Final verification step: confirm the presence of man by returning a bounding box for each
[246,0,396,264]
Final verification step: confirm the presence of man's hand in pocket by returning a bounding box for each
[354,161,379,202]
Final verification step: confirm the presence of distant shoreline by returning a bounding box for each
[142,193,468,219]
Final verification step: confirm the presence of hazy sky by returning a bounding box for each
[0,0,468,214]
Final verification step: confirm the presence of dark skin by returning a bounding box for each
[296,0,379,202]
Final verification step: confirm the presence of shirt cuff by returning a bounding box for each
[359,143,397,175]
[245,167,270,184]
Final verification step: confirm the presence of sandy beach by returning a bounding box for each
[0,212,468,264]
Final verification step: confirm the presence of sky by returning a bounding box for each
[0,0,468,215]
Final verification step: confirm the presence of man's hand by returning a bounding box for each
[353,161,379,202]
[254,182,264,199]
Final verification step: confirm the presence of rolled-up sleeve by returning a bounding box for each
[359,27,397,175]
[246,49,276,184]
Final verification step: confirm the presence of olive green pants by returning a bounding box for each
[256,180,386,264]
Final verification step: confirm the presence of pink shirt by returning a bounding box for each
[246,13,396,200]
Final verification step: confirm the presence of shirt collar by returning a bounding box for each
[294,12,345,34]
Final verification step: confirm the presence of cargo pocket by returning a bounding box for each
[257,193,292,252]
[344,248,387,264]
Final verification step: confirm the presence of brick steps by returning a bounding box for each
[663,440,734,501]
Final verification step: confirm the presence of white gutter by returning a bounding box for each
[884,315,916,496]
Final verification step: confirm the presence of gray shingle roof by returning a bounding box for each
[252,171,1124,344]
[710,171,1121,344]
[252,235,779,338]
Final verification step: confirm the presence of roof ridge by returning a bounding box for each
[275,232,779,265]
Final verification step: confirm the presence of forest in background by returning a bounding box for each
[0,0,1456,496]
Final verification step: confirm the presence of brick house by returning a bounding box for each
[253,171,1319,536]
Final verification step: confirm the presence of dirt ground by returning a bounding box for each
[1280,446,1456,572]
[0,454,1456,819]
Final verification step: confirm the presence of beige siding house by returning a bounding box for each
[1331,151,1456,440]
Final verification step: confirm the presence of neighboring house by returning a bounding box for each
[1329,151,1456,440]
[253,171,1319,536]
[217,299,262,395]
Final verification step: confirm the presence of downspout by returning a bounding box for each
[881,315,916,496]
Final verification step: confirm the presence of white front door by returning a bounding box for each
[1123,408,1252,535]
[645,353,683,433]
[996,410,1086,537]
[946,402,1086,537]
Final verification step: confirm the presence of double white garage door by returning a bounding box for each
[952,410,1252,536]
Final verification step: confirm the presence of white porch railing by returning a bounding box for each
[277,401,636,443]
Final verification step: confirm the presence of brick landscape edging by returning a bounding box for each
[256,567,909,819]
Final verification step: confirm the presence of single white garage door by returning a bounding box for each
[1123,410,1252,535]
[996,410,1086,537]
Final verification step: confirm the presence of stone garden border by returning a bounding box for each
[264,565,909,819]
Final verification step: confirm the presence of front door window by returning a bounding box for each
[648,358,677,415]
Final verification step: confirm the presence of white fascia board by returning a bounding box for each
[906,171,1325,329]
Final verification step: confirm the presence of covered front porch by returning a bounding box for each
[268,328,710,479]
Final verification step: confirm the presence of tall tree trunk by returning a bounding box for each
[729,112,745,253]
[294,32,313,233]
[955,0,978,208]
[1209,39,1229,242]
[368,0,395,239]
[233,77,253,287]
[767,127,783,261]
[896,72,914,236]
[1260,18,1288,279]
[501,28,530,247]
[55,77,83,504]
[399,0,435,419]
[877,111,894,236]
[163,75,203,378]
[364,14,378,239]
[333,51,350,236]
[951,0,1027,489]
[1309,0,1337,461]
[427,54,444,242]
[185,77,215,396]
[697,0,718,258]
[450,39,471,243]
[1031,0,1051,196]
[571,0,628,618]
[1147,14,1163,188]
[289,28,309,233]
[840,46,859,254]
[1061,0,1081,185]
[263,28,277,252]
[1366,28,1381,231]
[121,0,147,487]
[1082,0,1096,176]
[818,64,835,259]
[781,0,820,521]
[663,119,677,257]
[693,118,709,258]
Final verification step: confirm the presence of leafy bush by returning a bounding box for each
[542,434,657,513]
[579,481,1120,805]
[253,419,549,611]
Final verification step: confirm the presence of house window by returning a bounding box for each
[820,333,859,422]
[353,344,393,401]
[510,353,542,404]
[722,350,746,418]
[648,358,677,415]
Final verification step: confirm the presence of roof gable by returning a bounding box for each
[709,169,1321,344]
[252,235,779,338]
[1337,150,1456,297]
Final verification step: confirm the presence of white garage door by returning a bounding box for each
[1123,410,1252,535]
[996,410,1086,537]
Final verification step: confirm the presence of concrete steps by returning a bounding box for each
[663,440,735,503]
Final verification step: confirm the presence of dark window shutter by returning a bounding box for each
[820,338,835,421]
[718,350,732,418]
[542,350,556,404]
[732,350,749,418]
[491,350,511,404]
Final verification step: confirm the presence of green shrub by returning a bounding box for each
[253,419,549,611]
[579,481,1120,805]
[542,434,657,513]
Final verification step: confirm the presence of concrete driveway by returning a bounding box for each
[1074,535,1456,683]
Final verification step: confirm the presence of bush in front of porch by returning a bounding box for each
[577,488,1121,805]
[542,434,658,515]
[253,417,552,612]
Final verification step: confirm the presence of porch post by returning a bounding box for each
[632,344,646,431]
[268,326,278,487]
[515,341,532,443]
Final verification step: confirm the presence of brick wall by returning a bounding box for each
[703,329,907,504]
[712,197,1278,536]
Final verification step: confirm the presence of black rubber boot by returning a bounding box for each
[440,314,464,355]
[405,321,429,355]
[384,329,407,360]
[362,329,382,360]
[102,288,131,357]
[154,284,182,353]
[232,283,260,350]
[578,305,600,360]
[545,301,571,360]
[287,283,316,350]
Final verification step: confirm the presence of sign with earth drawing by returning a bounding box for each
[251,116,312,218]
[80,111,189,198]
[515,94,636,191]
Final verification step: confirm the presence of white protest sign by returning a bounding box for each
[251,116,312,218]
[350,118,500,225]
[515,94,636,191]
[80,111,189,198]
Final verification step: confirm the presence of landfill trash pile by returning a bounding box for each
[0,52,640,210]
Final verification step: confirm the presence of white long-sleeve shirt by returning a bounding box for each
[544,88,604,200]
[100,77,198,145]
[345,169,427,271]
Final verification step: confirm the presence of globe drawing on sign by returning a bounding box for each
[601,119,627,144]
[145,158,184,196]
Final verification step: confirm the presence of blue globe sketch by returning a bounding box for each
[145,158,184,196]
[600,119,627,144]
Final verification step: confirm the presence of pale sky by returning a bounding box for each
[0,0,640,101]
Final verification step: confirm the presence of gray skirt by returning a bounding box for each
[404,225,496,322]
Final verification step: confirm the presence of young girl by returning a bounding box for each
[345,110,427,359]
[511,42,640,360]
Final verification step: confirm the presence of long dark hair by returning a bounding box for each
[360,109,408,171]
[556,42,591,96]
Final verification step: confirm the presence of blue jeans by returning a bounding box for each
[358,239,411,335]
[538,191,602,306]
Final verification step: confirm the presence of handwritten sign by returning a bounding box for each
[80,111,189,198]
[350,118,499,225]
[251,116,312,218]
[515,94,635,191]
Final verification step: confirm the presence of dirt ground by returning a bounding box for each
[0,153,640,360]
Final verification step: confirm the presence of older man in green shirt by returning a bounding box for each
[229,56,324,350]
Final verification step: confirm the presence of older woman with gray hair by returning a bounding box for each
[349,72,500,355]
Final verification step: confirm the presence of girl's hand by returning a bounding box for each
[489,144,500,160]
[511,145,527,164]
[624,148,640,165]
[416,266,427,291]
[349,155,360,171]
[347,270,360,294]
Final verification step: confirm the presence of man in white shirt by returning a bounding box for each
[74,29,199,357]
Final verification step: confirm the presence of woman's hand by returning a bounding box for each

###

- **TASK DIRECTIONS**
Return the lines above, unchanged, in the part that opens with the line containing "Final verification step: confirm the presence of white garage" and closes with the line containing "[491,350,511,404]", including both of those lines.

- **THE REPLY**
Final verification step: confirm the presence of white garage door by returning a bounding box for each
[1123,410,1252,535]
[996,410,1086,537]
Final verification step: confirm the presence of concrete steps by returning a bounding box for each
[663,440,735,503]
Final verification step: confirm the presence of dark window shutter by returning a bounding box for each
[820,338,835,421]
[718,350,732,418]
[542,350,556,404]
[732,350,749,418]
[491,350,511,404]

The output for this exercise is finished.